■ PROMPT A ■
In the article on supporting LGBTQ youth during the holiday season, what does Dungavell suggest for parents who are nervous about broaching the topic with their children?
■ PROMPT B ■
From the article on supporting LGBTQ youth during the holiday season, extract the passage starting at "A Trans Pulse" and ending at "identify and expression.".

■ SELECTED EXCERPT ■
<<<<

Christmas is not always merry for LGBTQ youth, says Saskatoon psychiatrist
How to support your LGBTQ children during the holiday season
Christmas cheer can be found even during a pandemic, but for LGBTQ youth the holidays don't always bring comfort and joy.
Saskatoon psychiatrist Dr. Sara Dungavell, who works with youth, said there are many challenges LGBTQ youth face when isolated at home.
"Families can be wonderful and loving supporting places, but they can also be quite challenging places," Dungavell said.
"Most LGBTQ youth don't have parents who are also in the LGBTQ community. And often parents don't know how to be supportive to their youngsters. So a lot of their identity and their support can sometimes come from friends and social groups, and those have been severely limited since the pandemic started."
Studies show that being part of an understanding community can decrease the risk of suicide among youths.
According to the Centre For Suicide Prevention, lesbian, gay and bisexual youth are more at risk for suicide than their straight peers. They are five times more likely to contemplate suicide and seven times more likely to attempt suicide, the centre says.
A study by Trans Pulse says the risk is even higher for transgender people.
"With the holidays and all the emphasis on love, and togetherness and family, when their families don't know how to be supportive it can be very isolating and very sad and very challenging for those youngsters," Dungavell said.
Studies have also shown supportive parents can help.
A Trans Pulse study from 2012 showed a 93 per cent reduction in reported suicide attempts for youth who indicated their parents were strongly supportive of their gender identify and expression.
"Being supportive of your youngster is a huge step you can take toward helping them be safer, feel better about themselves and decrease the risk you're going to end up in the ER with them because they want to end their life," Dungavell said.
How to support LGBTQ youth
Dungavell said the best thing a parent can do is show their child support.
"Let them know you accept them for who they are and that you will continue to accept them for who they are regardless who that person ends up being," she said.
This is expressed by using correct pronouns and names, and starting conversations.
If children are resistant to talking, Dungavell suggests having LGBTQ family-friendly media and books with the theme is place, "so they see you're accepting of it."
If parents are nervous about broaching the topic with their children, Dungavell suggests practising in the mirror.
"What matters is your intent. Are you trying to be supportive and are you consistently showing that to your youngster?" Dungavell said.
"The most important takeaway is that you love this youngster."

>>>>

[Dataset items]
<<<<

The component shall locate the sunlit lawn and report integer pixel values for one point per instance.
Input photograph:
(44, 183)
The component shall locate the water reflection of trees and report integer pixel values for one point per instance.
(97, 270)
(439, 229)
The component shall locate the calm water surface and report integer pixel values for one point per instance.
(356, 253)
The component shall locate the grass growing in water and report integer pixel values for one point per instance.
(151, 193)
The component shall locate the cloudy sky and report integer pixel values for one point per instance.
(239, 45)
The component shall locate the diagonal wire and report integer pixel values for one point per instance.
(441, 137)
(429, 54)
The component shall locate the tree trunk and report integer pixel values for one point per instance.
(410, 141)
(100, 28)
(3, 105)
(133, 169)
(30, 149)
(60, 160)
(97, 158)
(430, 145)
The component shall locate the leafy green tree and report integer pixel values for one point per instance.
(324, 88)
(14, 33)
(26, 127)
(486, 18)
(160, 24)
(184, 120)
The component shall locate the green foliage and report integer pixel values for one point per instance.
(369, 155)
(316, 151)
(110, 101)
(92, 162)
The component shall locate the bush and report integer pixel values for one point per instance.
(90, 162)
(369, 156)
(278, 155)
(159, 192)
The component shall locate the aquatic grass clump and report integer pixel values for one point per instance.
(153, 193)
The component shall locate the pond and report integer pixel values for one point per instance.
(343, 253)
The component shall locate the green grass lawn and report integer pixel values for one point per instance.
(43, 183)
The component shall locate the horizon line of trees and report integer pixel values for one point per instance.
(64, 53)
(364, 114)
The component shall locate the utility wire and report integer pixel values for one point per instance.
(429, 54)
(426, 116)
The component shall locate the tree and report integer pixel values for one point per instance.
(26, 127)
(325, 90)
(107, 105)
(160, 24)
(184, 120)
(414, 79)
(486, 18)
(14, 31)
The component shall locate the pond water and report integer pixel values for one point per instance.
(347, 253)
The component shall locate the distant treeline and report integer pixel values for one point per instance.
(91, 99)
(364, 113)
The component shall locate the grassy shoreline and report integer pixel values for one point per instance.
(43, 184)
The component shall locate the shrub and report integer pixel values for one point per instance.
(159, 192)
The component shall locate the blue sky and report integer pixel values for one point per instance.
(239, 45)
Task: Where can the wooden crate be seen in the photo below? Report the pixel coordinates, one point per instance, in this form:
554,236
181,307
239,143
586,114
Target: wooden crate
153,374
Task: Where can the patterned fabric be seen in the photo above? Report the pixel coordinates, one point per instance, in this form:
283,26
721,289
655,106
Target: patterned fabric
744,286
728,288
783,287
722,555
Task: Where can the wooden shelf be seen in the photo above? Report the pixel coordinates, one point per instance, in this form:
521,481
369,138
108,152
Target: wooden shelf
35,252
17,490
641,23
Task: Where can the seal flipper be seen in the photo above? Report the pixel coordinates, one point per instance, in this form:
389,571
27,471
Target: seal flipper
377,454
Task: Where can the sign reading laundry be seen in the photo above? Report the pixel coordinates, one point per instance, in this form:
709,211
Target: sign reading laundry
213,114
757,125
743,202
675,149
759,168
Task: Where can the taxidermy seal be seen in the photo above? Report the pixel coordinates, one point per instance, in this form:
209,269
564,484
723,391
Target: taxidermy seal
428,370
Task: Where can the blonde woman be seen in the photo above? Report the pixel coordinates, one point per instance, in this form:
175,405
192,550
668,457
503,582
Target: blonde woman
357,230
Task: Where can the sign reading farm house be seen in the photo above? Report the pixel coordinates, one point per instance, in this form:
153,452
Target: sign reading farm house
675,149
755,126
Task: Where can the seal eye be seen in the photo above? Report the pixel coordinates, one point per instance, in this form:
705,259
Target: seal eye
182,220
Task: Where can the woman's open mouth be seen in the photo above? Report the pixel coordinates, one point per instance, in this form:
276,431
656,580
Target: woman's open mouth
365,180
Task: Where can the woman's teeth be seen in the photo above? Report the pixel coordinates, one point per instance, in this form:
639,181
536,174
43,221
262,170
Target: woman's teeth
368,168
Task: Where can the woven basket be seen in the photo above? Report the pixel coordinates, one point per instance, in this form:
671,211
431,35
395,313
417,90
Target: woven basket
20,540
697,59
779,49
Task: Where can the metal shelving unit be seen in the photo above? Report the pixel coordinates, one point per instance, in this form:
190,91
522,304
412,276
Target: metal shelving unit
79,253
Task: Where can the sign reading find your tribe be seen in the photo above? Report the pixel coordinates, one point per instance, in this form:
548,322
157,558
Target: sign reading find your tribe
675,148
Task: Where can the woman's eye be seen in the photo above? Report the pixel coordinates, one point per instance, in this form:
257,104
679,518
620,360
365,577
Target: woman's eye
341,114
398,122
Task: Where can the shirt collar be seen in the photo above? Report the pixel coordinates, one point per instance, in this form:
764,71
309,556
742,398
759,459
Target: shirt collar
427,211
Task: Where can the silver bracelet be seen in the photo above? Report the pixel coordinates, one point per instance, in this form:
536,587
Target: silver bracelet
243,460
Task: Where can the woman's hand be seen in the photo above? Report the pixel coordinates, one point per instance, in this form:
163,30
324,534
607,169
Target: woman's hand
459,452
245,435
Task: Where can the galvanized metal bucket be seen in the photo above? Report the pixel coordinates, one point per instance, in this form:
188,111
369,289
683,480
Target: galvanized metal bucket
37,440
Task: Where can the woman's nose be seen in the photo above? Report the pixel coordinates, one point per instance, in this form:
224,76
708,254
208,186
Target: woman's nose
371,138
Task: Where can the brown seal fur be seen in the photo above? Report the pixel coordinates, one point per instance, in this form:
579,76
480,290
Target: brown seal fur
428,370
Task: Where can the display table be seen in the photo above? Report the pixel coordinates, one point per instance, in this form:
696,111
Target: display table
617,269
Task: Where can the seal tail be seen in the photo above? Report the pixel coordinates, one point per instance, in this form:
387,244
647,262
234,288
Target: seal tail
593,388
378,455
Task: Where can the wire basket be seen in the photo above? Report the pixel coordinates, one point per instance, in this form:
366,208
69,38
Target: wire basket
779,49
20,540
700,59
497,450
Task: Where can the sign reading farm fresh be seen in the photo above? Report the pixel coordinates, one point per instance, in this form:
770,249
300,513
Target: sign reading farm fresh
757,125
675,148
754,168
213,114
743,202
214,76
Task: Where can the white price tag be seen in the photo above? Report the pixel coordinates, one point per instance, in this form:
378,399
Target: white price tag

>>>>

■ ANSWER A ■
She suggests practicing in the mirror.

■ ANSWER B ■
A Trans Pulse study from 2012 showed a 93 per cent reduction in reported suicide attempts for youth who indicated their parents were strongly supportive of their gender identify and expression.